• [Votre tâche] Recopiez sans rien changer, dans le témoignage de Pierre Chapiseau ci-dessous, tout ce qui va de « En 1944, il » jusqu'à « Directeur en danger. ».

• [Extrait du texte]
####################

Pierre Chapiseau

 Pierre Chapiseau est membre de notre association depuis sa création en 1993. C'est lui qui portait notre drapeau le jour de son inauguration en 1999.Il a été nommé président de notre amicale après le décès de François Tassel en 2017Pierre titulaire de la médaille de la Résistance, a été nommé chevalier de la légion d’honneur en 2015 

En 1944, il était un des plus jeunes Résistants.

Pierre Chapiseau témoigne de son valeureux parcours


Mon père Edouard, ancien de 14-18 n'acceptait pas l'occupation allemande. Dès 1940, je me suis imprégné de son état d'esprit, celui de résister à l'ennemi.

 Au premier semestre 1942, j'étais en pension au collège de Plouaret où j'ai obtenu mon Brevet. Le Directeur de l'établissement, Monsieur Berthelot, également ancien de 14, ne supportait pas la présence des Allemands qu'il croisait sans cesse dans la cour, puisqu’ils stockaient du matériel dans les locaux du collège, entre autres des vélos réquisitionnés. Mes premières actions ont été anodines. Elles consistaient avec une équipe de camarades, à crever les pneus de ces bicyclettes. Ces actions se sont limitées à quelques crevaisons pour ne pas mettre la vie de notre Directeur en danger.

 Pendant les vacances scolaires je passais mon temps avec quelques copains, à peindre des V et des Croix de Lorraine sur les murs de la ville de Lannion. Tout cela paraissait enfantin, enfantin mais dangereux car se faire prendre sur le fait par l'occupant pouvait être fatal.

 Au second semestre 1942, je me retrouvais dans un collège au 72, rue de Bayeux à Caen  qui préparait les élèves aux métiers de la Marine. Au début de 1943, j'obtenais la première partie de mon brevet élémentaire et j'espérais par la suite obtenir dans ce collège un diplôme d'officier de la Marine marchande. Mais la guerre s’intensifiait, nous étions souvent réquisitionnés par l'ennemi pour marcher sur les voies de chemin de fer et ouvrir ainsi la route aux convois allemands, car en Normandie, comme ailleurs, les FFI piégeaient les rails.

####################

• [Lignes d'un jeu de données de pointage]
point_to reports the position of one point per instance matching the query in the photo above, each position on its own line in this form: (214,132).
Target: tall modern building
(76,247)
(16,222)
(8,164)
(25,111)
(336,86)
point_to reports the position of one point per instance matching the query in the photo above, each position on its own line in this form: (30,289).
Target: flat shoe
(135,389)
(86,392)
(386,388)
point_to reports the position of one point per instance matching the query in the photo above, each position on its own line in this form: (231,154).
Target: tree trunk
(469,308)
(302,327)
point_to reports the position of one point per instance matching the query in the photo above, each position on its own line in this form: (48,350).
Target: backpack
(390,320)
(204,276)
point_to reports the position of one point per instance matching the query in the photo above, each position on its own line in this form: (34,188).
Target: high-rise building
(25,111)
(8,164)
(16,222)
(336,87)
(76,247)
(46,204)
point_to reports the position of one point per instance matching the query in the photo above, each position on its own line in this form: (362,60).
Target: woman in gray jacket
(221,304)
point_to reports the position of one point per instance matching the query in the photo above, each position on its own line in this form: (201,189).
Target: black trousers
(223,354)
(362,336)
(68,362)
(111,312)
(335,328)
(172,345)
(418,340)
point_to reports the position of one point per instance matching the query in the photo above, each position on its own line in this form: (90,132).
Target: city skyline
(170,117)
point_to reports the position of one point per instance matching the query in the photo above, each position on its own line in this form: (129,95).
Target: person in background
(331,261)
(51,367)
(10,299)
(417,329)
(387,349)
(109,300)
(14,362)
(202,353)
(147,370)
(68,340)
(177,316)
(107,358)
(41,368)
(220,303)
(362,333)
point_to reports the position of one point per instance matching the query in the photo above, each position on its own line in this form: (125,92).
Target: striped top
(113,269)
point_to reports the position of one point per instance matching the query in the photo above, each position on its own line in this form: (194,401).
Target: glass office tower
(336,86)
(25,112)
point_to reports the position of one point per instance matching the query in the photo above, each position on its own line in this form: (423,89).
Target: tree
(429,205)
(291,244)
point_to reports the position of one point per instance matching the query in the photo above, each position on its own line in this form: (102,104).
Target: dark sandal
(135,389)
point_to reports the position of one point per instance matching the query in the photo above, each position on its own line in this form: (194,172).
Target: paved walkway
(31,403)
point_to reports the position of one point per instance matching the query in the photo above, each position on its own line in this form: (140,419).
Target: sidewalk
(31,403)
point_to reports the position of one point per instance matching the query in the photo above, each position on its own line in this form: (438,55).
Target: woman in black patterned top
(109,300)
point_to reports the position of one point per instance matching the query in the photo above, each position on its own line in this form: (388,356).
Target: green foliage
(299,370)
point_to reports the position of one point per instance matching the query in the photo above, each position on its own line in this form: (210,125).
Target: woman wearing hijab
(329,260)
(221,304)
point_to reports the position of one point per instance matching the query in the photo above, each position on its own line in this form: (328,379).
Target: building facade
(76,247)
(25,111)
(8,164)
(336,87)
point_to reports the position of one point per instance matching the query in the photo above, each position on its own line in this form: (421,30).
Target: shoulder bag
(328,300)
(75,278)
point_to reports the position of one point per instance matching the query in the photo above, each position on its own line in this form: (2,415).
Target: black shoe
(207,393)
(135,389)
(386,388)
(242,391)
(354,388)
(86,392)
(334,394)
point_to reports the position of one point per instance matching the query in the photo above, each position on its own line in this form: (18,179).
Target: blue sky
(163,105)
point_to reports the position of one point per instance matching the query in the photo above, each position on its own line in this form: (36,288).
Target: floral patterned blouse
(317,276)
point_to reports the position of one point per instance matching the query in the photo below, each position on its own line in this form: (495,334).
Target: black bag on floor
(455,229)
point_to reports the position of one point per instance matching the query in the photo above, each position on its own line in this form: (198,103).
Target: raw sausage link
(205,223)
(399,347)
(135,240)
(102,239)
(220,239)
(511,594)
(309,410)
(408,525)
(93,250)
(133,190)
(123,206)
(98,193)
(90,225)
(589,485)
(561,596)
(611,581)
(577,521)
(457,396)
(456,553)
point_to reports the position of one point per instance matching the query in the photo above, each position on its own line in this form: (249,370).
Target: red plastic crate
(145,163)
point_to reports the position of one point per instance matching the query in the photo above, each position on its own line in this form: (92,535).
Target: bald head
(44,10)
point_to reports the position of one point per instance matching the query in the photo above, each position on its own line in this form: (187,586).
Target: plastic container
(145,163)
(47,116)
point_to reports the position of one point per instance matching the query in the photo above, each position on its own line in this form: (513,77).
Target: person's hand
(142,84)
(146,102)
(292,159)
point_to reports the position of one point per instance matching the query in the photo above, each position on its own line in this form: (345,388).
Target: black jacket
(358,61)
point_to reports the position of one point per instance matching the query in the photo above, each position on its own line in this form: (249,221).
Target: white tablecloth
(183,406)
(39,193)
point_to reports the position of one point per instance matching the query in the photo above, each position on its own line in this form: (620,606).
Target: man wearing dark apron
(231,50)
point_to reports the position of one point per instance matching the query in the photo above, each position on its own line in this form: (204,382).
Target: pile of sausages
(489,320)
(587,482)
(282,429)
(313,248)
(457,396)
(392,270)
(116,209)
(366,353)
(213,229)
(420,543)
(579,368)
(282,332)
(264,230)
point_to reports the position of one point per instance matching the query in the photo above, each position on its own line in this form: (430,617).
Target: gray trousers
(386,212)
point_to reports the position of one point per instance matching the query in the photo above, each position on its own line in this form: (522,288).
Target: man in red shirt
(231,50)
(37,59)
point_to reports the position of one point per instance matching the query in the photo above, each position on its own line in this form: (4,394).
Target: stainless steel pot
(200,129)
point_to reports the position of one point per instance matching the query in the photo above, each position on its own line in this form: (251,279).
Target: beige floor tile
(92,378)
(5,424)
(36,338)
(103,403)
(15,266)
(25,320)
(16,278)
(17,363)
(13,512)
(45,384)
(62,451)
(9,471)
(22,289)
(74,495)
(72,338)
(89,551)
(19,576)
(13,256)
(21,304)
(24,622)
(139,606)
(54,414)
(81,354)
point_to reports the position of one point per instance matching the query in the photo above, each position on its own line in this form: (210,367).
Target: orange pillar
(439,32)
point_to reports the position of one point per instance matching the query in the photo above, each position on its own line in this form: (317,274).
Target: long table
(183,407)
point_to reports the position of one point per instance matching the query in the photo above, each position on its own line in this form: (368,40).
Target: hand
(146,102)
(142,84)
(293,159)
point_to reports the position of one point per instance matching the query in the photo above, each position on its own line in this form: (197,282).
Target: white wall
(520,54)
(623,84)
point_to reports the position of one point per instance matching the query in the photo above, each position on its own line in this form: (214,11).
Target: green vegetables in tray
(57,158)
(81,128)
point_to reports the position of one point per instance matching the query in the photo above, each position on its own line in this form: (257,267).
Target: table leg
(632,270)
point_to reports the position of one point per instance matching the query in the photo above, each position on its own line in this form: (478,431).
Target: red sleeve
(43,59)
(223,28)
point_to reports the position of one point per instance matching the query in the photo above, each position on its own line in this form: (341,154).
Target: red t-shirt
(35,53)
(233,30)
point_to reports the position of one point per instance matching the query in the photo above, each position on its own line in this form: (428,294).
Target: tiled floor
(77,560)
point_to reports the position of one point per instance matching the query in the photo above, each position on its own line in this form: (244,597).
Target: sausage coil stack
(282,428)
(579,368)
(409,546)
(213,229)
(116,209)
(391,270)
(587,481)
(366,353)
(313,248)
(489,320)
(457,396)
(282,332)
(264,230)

####################

• [Résultat]
En 1944, il était un des plus jeunes Résistants.

Pierre Chapiseau témoigne de son valeureux parcours


Mon père Edouard, ancien de 14-18 n'acceptait pas l'occupation allemande. Dès 1940, je me suis imprégné de son état d'esprit, celui de résister à l'ennemi.

 Au premier semestre 1942, j'étais en pension au collège de Plouaret où j'ai obtenu mon Brevet. Le Directeur de l'établissement, Monsieur Berthelot, également ancien de 14, ne supportait pas la présence des Allemands qu'il croisait sans cesse dans la cour, puisqu’ils stockaient du matériel dans les locaux du collège, entre autres des vélos réquisitionnés. Mes premières actions ont été anodines. Elles consistaient avec une équipe de camarades, à crever les pneus de ces bicyclettes. Ces actions se sont limitées à quelques crevaisons pour ne pas mettre la vie de notre Directeur en danger.